──────── INPUT FOR THIS TASK
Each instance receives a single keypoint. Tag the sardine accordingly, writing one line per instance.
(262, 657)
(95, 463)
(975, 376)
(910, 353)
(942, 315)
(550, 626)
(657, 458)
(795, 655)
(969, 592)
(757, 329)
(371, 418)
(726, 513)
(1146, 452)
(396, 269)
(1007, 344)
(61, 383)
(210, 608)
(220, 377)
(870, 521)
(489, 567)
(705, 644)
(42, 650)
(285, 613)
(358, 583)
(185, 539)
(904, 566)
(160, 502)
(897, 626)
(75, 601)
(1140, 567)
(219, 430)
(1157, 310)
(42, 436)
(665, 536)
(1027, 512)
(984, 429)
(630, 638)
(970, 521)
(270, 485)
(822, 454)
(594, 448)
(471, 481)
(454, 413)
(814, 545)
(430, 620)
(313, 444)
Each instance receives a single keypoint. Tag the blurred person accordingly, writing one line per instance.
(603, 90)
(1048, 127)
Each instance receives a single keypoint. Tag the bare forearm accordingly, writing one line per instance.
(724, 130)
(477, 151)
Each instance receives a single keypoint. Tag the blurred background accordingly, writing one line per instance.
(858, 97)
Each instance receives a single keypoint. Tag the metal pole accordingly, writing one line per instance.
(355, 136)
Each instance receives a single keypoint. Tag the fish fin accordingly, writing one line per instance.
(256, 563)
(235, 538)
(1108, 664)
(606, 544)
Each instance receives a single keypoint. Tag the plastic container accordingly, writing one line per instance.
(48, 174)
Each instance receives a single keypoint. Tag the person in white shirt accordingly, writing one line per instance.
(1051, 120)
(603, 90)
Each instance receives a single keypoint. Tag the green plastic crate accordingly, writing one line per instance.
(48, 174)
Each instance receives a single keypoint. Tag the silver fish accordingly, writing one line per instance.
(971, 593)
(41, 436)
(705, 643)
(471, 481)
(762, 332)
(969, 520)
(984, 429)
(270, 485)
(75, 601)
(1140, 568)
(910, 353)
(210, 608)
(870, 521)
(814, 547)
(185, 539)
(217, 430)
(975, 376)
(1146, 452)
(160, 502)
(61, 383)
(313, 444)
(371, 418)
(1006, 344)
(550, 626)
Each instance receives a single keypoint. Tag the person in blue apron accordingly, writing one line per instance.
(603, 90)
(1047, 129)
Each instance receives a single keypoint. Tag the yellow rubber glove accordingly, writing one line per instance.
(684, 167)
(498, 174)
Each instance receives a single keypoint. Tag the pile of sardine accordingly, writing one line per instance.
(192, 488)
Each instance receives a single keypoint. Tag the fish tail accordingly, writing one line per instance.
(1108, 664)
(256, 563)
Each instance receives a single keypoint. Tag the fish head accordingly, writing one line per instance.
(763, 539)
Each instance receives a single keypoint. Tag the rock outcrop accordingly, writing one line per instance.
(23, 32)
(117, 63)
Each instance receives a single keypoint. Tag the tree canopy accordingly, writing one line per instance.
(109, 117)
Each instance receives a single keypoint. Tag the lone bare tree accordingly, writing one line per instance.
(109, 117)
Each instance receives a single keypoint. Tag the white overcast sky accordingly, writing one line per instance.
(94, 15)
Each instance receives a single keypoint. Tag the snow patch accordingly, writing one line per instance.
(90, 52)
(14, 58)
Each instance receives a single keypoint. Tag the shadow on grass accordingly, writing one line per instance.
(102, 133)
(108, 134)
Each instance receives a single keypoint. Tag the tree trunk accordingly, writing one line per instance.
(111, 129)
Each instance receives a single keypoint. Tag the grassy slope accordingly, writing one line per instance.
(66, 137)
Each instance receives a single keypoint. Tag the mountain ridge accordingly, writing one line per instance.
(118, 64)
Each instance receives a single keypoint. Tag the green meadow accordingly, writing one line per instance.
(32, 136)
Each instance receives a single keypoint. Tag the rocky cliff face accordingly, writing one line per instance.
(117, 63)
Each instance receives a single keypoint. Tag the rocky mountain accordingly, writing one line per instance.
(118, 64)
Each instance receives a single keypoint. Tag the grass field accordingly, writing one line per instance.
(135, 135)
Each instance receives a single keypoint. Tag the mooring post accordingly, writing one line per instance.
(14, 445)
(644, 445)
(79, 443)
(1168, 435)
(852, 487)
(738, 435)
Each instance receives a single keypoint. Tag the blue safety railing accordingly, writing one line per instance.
────────────────
*DIRECTION*
Copy every one of the lines above word for word, keeping their order.

*FULL OUTPUT*
Each instance receives a single keypoint. Tag the sardine accordingly, writing one line per instance.
(262, 657)
(95, 463)
(975, 376)
(910, 353)
(942, 315)
(550, 626)
(657, 458)
(795, 655)
(969, 592)
(757, 329)
(371, 418)
(726, 513)
(1146, 452)
(396, 269)
(1007, 344)
(61, 383)
(210, 608)
(220, 377)
(870, 521)
(489, 567)
(705, 644)
(42, 650)
(285, 613)
(358, 583)
(185, 539)
(904, 566)
(160, 502)
(897, 626)
(75, 601)
(1140, 567)
(219, 430)
(1157, 310)
(42, 436)
(665, 536)
(1027, 512)
(984, 429)
(630, 638)
(970, 521)
(270, 485)
(822, 454)
(594, 448)
(471, 481)
(454, 413)
(814, 545)
(430, 620)
(313, 444)
Each instance receives a single keypoint. Tag the blurred person accordingly, writing one line per instance.
(603, 90)
(1048, 127)
Each instance receives a single keypoint. Tag the bare forearm accordingly, writing one line per instance.
(724, 130)
(477, 151)
Each instance receives a single keypoint. Tag the blurred background accordingly, writing one line per instance.
(858, 97)
Each instance receives a single keypoint. Tag the metal pole accordingly, writing one line per instance.
(355, 136)
Each instance receives a single keypoint. Tag the fish fin accordingly, writing one line per instance.
(256, 563)
(235, 538)
(1108, 664)
(606, 544)
Each instance receives a single keypoint. Tag the plastic container accordingly, writing one line per instance.
(48, 174)
Each instance receives a single keypoint. Tag the person in white shirt accordingly, writing one line per instance.
(1051, 120)
(603, 90)
Each instance receives a single keypoint. Tag the green plastic crate accordingly, writing one line per instance.
(48, 174)
Each instance receives a single keypoint. Tag the silver fish accordingly, writing one line per instance.
(971, 593)
(41, 436)
(705, 643)
(471, 481)
(762, 332)
(969, 520)
(984, 429)
(270, 485)
(75, 601)
(1140, 568)
(910, 353)
(210, 608)
(870, 521)
(814, 547)
(185, 539)
(217, 430)
(975, 376)
(1146, 452)
(160, 502)
(61, 383)
(313, 444)
(371, 418)
(1006, 344)
(550, 626)
Each instance receives a single keypoint. Tag the person in blue apron accordingly, writing one line per instance.
(603, 90)
(1047, 129)
Each instance receives a single keypoint. Tag the yellow rubber glove accordingly, writing one line per instance.
(684, 167)
(498, 174)
Each instance receives a single keypoint. Tag the pile of sardine accordingly, writing one line per instance.
(192, 488)
Each instance receives a single keypoint. Tag the fish tail accordingly, writing one line per instance.
(1108, 664)
(256, 563)
Each instance receives a single keypoint. Tag the fish head accordingly, writing one line per instance.
(763, 539)
Each instance receives a single keypoint. Tag the rock outcrop accordingly, writing one line per instance.
(23, 32)
(117, 63)
Each instance receives a single keypoint. Tag the tree canopy accordingly, writing one line per instance.
(109, 117)
Each instance receives a single keypoint. Tag the lone bare tree accordingly, writing one line per instance.
(109, 117)
Each instance receives a single keypoint. Tag the white overcast sky accordingly, writing one line per instance.
(94, 15)
Each instance receives a single keypoint. Tag the snow patch accordingly, writing one line per instance.
(90, 52)
(14, 58)
Each instance receives a single keypoint. Tag the shadow on grass accordingly, writing one line per instance.
(102, 133)
(108, 134)
Each instance receives a single keypoint. Tag the tree trunk accordingly, writing one line per instance.
(111, 129)
Each instance receives a single keypoint. Tag the grassy slope accordingly, writing one line per instance.
(66, 137)
Each instance receives a single keypoint. Tag the mountain ridge accordingly, writing one line per instance.
(118, 64)
Each instance receives a single keypoint. Tag the green meadow accordingly, writing one line per instance.
(32, 136)
Each instance receives a single keypoint. Tag the rocky cliff face accordingly, writing one line per instance.
(117, 63)
Each instance receives a single keypoint. Tag the rocky mountain accordingly, writing one line per instance.
(118, 64)
Each instance receives a single keypoint. Tag the grass field accordingly, writing one line per instance.
(135, 135)
Each instance receives a single keypoint. Tag the mooring post accordingly, writing one line per instance.
(14, 445)
(644, 445)
(79, 443)
(1168, 435)
(852, 487)
(738, 435)
Each instance receives a single keypoint. Tag the blue safety railing accordingly, writing one line per instance.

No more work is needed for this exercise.